» Task goal:
How many lines in the records below contain the string "background"? Reply with the number alone.

++++ Extracted records ++++

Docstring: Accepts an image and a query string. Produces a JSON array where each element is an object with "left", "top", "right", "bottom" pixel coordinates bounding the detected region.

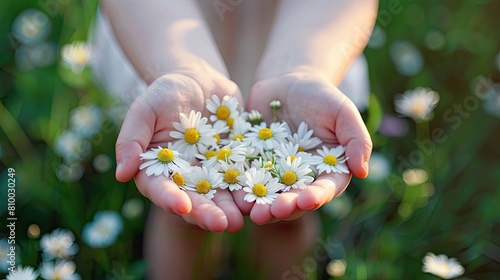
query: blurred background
[{"left": 0, "top": 0, "right": 500, "bottom": 279}]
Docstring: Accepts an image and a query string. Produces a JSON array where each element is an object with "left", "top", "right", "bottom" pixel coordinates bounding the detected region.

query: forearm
[
  {"left": 255, "top": 0, "right": 377, "bottom": 84},
  {"left": 101, "top": 0, "right": 228, "bottom": 84}
]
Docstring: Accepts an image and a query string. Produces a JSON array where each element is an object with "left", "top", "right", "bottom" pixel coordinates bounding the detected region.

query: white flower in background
[
  {"left": 243, "top": 167, "right": 282, "bottom": 204},
  {"left": 244, "top": 122, "right": 288, "bottom": 151},
  {"left": 248, "top": 110, "right": 263, "bottom": 124},
  {"left": 122, "top": 198, "right": 144, "bottom": 219},
  {"left": 82, "top": 210, "right": 123, "bottom": 248},
  {"left": 7, "top": 266, "right": 38, "bottom": 280},
  {"left": 92, "top": 154, "right": 111, "bottom": 173},
  {"left": 186, "top": 166, "right": 222, "bottom": 199},
  {"left": 229, "top": 118, "right": 252, "bottom": 141},
  {"left": 217, "top": 160, "right": 245, "bottom": 191},
  {"left": 69, "top": 104, "right": 103, "bottom": 137},
  {"left": 313, "top": 145, "right": 349, "bottom": 174},
  {"left": 54, "top": 130, "right": 92, "bottom": 162},
  {"left": 367, "top": 25, "right": 387, "bottom": 49},
  {"left": 170, "top": 111, "right": 217, "bottom": 161},
  {"left": 287, "top": 122, "right": 323, "bottom": 152},
  {"left": 40, "top": 228, "right": 78, "bottom": 260},
  {"left": 422, "top": 253, "right": 464, "bottom": 279},
  {"left": 366, "top": 153, "right": 391, "bottom": 182},
  {"left": 38, "top": 261, "right": 80, "bottom": 280},
  {"left": 389, "top": 40, "right": 424, "bottom": 77},
  {"left": 206, "top": 95, "right": 239, "bottom": 126},
  {"left": 12, "top": 9, "right": 52, "bottom": 45},
  {"left": 61, "top": 42, "right": 92, "bottom": 74},
  {"left": 279, "top": 157, "right": 314, "bottom": 192},
  {"left": 139, "top": 142, "right": 189, "bottom": 177},
  {"left": 394, "top": 87, "right": 439, "bottom": 122}
]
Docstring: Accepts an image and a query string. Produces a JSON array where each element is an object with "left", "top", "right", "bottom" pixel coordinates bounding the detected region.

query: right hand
[{"left": 116, "top": 73, "right": 243, "bottom": 232}]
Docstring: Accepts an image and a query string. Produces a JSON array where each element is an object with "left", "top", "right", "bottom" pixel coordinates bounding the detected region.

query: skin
[{"left": 101, "top": 0, "right": 377, "bottom": 279}]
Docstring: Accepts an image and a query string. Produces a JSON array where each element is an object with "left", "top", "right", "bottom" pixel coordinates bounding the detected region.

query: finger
[
  {"left": 115, "top": 97, "right": 155, "bottom": 182},
  {"left": 231, "top": 189, "right": 254, "bottom": 216},
  {"left": 335, "top": 98, "right": 373, "bottom": 178},
  {"left": 181, "top": 191, "right": 228, "bottom": 232},
  {"left": 213, "top": 190, "right": 243, "bottom": 233},
  {"left": 271, "top": 190, "right": 299, "bottom": 219},
  {"left": 135, "top": 170, "right": 192, "bottom": 215},
  {"left": 297, "top": 173, "right": 352, "bottom": 210}
]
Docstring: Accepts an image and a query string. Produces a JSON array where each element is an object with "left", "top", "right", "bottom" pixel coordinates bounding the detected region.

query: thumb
[{"left": 115, "top": 97, "right": 155, "bottom": 182}]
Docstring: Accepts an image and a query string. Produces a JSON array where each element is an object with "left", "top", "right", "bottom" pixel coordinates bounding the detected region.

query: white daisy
[
  {"left": 394, "top": 87, "right": 439, "bottom": 121},
  {"left": 287, "top": 122, "right": 323, "bottom": 152},
  {"left": 40, "top": 228, "right": 78, "bottom": 260},
  {"left": 422, "top": 253, "right": 464, "bottom": 279},
  {"left": 61, "top": 42, "right": 91, "bottom": 74},
  {"left": 312, "top": 145, "right": 349, "bottom": 174},
  {"left": 82, "top": 210, "right": 123, "bottom": 248},
  {"left": 186, "top": 166, "right": 222, "bottom": 199},
  {"left": 170, "top": 111, "right": 217, "bottom": 161},
  {"left": 243, "top": 122, "right": 287, "bottom": 151},
  {"left": 139, "top": 143, "right": 189, "bottom": 177},
  {"left": 217, "top": 160, "right": 246, "bottom": 191},
  {"left": 206, "top": 95, "right": 239, "bottom": 126},
  {"left": 279, "top": 157, "right": 314, "bottom": 192},
  {"left": 7, "top": 266, "right": 38, "bottom": 280},
  {"left": 243, "top": 167, "right": 281, "bottom": 204},
  {"left": 38, "top": 261, "right": 80, "bottom": 280},
  {"left": 203, "top": 142, "right": 247, "bottom": 167}
]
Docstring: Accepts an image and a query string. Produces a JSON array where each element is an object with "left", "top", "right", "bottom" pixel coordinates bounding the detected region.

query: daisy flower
[
  {"left": 7, "top": 266, "right": 38, "bottom": 280},
  {"left": 206, "top": 95, "right": 239, "bottom": 126},
  {"left": 186, "top": 166, "right": 222, "bottom": 199},
  {"left": 217, "top": 160, "right": 245, "bottom": 191},
  {"left": 287, "top": 122, "right": 323, "bottom": 152},
  {"left": 170, "top": 111, "right": 217, "bottom": 161},
  {"left": 203, "top": 142, "right": 247, "bottom": 166},
  {"left": 313, "top": 145, "right": 349, "bottom": 174},
  {"left": 243, "top": 167, "right": 281, "bottom": 204},
  {"left": 38, "top": 261, "right": 80, "bottom": 280},
  {"left": 394, "top": 87, "right": 439, "bottom": 121},
  {"left": 139, "top": 143, "right": 189, "bottom": 177},
  {"left": 422, "top": 253, "right": 464, "bottom": 279},
  {"left": 279, "top": 157, "right": 314, "bottom": 192},
  {"left": 40, "top": 228, "right": 78, "bottom": 260},
  {"left": 244, "top": 122, "right": 287, "bottom": 151}
]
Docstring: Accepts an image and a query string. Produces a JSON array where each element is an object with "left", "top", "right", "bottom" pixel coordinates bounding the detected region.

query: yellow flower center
[
  {"left": 259, "top": 128, "right": 273, "bottom": 140},
  {"left": 184, "top": 128, "right": 200, "bottom": 145},
  {"left": 217, "top": 148, "right": 231, "bottom": 161},
  {"left": 214, "top": 134, "right": 220, "bottom": 144},
  {"left": 215, "top": 106, "right": 231, "bottom": 120},
  {"left": 205, "top": 150, "right": 217, "bottom": 159},
  {"left": 233, "top": 134, "right": 244, "bottom": 141},
  {"left": 224, "top": 169, "right": 240, "bottom": 184},
  {"left": 253, "top": 184, "right": 267, "bottom": 197},
  {"left": 158, "top": 148, "right": 174, "bottom": 163},
  {"left": 323, "top": 155, "right": 337, "bottom": 166},
  {"left": 281, "top": 171, "right": 297, "bottom": 186},
  {"left": 226, "top": 118, "right": 234, "bottom": 128},
  {"left": 172, "top": 173, "right": 184, "bottom": 187},
  {"left": 196, "top": 180, "right": 212, "bottom": 194}
]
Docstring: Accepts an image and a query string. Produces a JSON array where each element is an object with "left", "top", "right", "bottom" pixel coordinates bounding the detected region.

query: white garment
[{"left": 89, "top": 12, "right": 370, "bottom": 111}]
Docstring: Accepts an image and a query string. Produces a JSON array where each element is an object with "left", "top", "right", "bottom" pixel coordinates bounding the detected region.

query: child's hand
[
  {"left": 234, "top": 73, "right": 372, "bottom": 224},
  {"left": 116, "top": 73, "right": 243, "bottom": 232}
]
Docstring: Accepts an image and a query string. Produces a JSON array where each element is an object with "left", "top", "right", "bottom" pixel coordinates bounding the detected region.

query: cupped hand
[
  {"left": 237, "top": 73, "right": 372, "bottom": 224},
  {"left": 116, "top": 73, "right": 243, "bottom": 232}
]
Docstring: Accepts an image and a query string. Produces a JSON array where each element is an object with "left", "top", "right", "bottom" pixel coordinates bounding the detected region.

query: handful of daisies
[{"left": 139, "top": 96, "right": 349, "bottom": 204}]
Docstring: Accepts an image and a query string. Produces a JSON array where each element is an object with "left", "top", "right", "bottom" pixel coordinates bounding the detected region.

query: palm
[
  {"left": 238, "top": 73, "right": 371, "bottom": 223},
  {"left": 116, "top": 74, "right": 243, "bottom": 231}
]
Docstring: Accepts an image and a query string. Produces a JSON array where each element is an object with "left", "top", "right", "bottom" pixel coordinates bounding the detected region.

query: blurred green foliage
[{"left": 0, "top": 0, "right": 500, "bottom": 279}]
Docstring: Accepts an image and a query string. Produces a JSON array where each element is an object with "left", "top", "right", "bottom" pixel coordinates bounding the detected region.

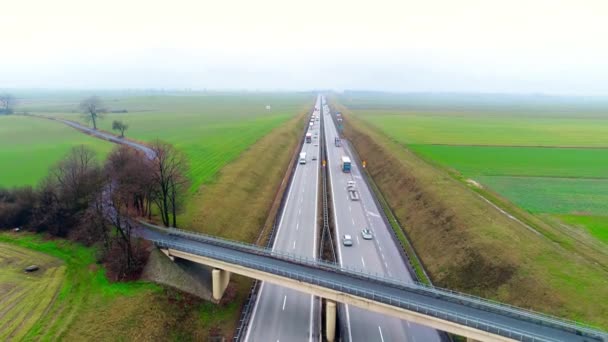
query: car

++++

» Task output:
2